*SOURCE PASSAGE*

Start

# Loading ERA5

This notebook serves to extract, filter, and load ERA5 data from Google's public ERA5 analysis-ready, cloud-optimised (ARCO) mirror into Azure Blob Storage. Here, ERA5 data for the 1940-01-01 to 2025-12-31 period (continually, if irregularly, updated) at hourly frequency is stored in Zarr format. Beyond format, the sole difference between re-gridded data available therein and that through the Copernicus Climate Data Store (CDS) is variable naming: longnames are used in the former and shortnames in the latter.

By default, subset data is written to the default blob storage container for the workspace, "workspaceblobstore".

This notebook should be run in the Notebooks area of Azure Machine Learning. It does not require GPU capable compute and, due to lazy loading of extracted data and streamed write of the selected subset, is less memory intensive.

In [None]:
# using the Python 3.10 - SDK v2 kernel
%pip install xarray zarr fsspec gcsfs dask adlfs azure-ai-ml azure-identity

In [None]:
import sys
from datetime import datetime, timezone
from pathlib import Path
from uuid import uuid4

import numpy as np
import xarray as xr  # also requires zarr, fsspec, gcsfs, dask
from adlfs import AzureBlobFileSystem
from azure.ai.ml import MLClient
from azure.ai.ml.entities import Data
from azure.core.exceptions import ResourceNotFoundError
from azure.identity import DefaultAzureCredential

# insert parent directory to path for proper absolute local imports
sys.path.insert(0, str(Path.cwd().parent.parent.resolve()))

End

*AVAILABLE DATA*
Start

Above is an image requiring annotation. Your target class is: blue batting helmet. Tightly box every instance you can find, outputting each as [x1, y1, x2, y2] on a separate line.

End

*ACTIONS TO TAKE*
(a) In the ERA5 loading notebook, which blob storage container does subset data go to by default?
(b) Write the next part of the ERA5 loading notebook, starting after the line that inserts the parent directory into the path.

*SOLVED TASKS*
(a) The workspace's default container, "workspaceblobstore".

(b)
from setup.common.utils import get_aml_ci_env_vars, get_latest_asset
from setup.components.common.constants import (
    ATMOS_LEVELS,
    ATMOS_VAR_MAP,
    STATIC_VAR_MAP,
    SURF_VAR_MAP,
)

Define the GCP ERA5 dataset from which to extract a subset.

**NOTE:** See the [GCP ERA5 ARCO bucket](https://console.cloud.google.com/storage/browser/gcp-public-data-arco-era5) for other datasets including alternatively gridded Zarr and raw source NetCDF files. Not all datasets contain every variable or the same time range / frequency.

In [None]:
GCP_ERA5_PATH = "gs://gcp-public-data-arco-era5/ar/full_37-1h-0p25deg-chunk-1.zarr-v3"

Define parameters dictating timestamps to load, namely start and end date and timestep (frequency).

In [None]:
START_DATE = datetime(2025, 1, 1, 0, tzinfo=timezone.utc).isoformat()
END_DATE = datetime(2025, 1, 31, 23, tzinfo=timezone.utc).isoformat()
FREQUENCY = 6

Define the surface and pressure level variables and pressure levels to load. Variable longnames are mapped to shortnames for convenience (particularly when reading data into Aurora `Batch` objects) and are non-functional.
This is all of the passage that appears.